## PROBLEM 1
From the article on inactivity and bladder problems in middle-aged men:
(a) About how many men did the study look at, and how old were they?
(b) Over what period did the study check back on the men?
(c) How much more likely were very sedentary men to develop urinary medical issues?
## PROBLEM 2
Reproduce the part of the article on inactivity and bladder problems that opens with the words containing "A recent research" and closes with "need to urinate.".
## PROBLEM 3
Proceed with the article on inactivity and bladder problems in middle-aged men, starting after its last sentence.

## DOCUMENT PASSAGE

▶

Inactivity Tied to Bladder Problems in Middle-Aged Men

Inactivity Tied to Bladder Problems in Middle-Aged Men

A recent research study that looked at nearly ten thousand men aged forty years or older found bladder and urinary issues can be a more common problem than had previously been suspected. The study focused on exercise and activity levels, dividing those in the study based on how active they were compared to how long they spent sitting for long periods. Symptoms such as problems urinating or defecating were tracked, along with any issues that arose with urinary leakage, how often urination was needed, and whether or not there were any sleep interruptions due to a need to urinate.

The findings show that exercise can create a significant swing in the chances of having these sorts of bladder, incontinence, or bathroom problems. Men in the study, which checked back over a two year period, were found to be as much as fifteen percent more likely to develop urinary medical issues if they were very sedentary. Even moderate inactivity still increased their risk. Contrasting against that were the men who stayed active, keeping their exercise and activity levels higher. The active subjects saw their chances of developing the same urinary issues drop almost ten percent.

◀

## INFORMATION GIVEN
▶

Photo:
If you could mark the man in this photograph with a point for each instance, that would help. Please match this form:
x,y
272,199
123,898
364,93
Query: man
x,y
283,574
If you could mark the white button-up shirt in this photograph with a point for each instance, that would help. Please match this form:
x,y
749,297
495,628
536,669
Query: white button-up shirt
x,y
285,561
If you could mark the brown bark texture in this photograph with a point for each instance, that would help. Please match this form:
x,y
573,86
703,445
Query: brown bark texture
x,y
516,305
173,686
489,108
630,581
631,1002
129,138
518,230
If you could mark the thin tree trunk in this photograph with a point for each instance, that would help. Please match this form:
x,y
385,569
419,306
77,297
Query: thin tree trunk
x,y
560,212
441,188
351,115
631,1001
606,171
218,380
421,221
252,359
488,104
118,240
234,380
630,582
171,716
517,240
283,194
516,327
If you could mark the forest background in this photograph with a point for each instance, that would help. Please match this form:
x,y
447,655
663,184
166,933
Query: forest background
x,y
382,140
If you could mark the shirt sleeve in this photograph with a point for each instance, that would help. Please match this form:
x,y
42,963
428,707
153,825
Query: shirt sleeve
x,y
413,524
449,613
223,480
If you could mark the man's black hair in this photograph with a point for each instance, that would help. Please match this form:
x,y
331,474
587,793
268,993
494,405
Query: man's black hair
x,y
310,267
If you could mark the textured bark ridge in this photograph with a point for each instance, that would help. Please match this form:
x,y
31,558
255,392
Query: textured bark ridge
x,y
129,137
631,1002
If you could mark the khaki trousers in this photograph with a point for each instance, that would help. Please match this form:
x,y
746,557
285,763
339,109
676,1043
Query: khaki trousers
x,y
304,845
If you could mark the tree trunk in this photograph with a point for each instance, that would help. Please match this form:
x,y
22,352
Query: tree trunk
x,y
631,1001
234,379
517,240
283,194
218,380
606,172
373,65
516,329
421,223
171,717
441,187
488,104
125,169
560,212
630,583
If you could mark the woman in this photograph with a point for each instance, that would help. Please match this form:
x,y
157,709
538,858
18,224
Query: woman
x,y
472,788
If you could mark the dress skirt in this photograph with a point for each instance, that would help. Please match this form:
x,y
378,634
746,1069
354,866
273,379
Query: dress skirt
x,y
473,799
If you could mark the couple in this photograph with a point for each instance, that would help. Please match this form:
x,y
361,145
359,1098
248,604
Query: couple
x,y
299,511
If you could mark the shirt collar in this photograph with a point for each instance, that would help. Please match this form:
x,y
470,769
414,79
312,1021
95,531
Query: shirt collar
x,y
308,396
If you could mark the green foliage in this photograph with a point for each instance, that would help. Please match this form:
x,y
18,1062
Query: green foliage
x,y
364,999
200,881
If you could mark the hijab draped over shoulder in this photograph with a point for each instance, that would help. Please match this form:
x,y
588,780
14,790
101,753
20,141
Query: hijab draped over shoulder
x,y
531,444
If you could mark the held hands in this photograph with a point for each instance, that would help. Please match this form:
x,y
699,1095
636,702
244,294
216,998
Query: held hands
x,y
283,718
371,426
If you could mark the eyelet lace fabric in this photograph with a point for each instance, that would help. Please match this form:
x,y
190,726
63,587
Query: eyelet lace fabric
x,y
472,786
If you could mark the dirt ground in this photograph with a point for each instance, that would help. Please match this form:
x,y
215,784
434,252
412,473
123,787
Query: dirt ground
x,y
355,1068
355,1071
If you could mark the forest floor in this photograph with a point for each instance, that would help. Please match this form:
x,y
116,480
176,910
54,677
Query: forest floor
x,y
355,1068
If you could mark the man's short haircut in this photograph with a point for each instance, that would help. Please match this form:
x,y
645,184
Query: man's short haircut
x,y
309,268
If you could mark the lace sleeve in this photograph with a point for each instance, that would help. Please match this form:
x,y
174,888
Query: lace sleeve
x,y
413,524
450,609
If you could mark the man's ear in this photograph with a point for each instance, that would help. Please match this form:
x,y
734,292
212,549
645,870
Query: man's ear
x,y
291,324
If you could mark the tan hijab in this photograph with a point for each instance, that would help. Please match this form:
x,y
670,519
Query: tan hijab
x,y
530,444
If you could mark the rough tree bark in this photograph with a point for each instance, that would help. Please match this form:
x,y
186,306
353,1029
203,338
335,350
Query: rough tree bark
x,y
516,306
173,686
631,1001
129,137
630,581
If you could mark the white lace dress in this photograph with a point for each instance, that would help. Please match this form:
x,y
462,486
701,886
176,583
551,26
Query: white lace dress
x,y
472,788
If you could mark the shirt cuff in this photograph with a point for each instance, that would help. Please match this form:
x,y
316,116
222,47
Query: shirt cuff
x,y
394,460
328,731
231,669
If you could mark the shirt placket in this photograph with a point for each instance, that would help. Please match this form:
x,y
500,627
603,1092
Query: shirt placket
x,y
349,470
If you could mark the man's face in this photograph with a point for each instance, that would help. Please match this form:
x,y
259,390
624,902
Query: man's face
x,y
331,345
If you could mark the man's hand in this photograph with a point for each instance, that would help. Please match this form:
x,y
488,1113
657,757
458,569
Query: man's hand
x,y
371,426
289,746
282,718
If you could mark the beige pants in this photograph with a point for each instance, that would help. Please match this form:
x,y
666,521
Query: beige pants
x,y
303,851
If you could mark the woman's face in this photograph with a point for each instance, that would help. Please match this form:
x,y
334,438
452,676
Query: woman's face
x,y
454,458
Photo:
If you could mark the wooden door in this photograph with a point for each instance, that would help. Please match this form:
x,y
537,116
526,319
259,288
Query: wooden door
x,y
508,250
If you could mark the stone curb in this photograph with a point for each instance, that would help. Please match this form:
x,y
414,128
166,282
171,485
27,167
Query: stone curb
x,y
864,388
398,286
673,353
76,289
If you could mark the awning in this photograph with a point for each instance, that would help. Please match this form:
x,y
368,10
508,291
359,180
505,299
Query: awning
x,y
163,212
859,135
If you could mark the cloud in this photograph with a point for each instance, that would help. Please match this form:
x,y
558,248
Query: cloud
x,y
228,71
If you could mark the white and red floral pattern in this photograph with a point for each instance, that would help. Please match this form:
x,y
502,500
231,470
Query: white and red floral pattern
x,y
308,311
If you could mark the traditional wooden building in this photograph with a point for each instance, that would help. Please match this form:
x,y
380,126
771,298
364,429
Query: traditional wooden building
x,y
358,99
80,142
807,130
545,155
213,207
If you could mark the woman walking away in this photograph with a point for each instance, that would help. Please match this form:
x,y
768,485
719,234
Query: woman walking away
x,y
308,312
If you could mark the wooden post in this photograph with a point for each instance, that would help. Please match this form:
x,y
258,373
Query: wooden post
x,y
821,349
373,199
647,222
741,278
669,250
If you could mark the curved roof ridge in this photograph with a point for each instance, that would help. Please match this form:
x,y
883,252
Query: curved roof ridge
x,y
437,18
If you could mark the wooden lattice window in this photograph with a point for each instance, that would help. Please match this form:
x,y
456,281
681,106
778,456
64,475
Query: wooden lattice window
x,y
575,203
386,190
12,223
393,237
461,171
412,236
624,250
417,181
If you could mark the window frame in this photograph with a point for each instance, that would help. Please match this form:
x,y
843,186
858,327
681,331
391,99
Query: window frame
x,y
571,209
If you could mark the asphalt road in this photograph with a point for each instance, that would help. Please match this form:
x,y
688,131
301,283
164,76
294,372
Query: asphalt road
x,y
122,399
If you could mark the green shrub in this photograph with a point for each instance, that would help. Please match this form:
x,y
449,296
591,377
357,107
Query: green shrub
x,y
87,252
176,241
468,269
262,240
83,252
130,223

◀

## EXPECTED ANSWER 1
(a) Nearly ten thousand men, aged forty years or older.
(b) A two year period.
(c) As much as fifteen percent more likely.

## EXPECTED ANSWER 2
A recent research study that looked at nearly ten thousand men aged forty years or older found bladder and urinary issues can be a more common problem than had previously been suspected. The study focused on exercise and activity levels, dividing those in the study based on how active they were compared to how long they spent sitting for long periods. Symptoms such as problems urinating or defecating were tracked, along with any issues that arose with urinary leakage, how often urination was needed, and whether or not there were any sleep interruptions due to a need to urinate.

## EXPECTED ANSWER 3
Time spent sitting, or at least not maintaining a healthy pattern of regular exercise, can influence more than just your cardiac and overall health. It could cause you an embarrassing bathroom problem that leaves you scrambling.

Key Points:

  • 1Exercise appears to help lower the risk of bladder and urinary tract symptoms in men.
  • 2Prolonged sedentary behavior appears to be an increasing risk factor for many chronic diseases in men.
  • 3Being physically active appears to offer multiple benefits to middle-aged men, including the prevention of bladder problems.


Basically, exercise isn’t just good for your heart – it might be good for your bladder.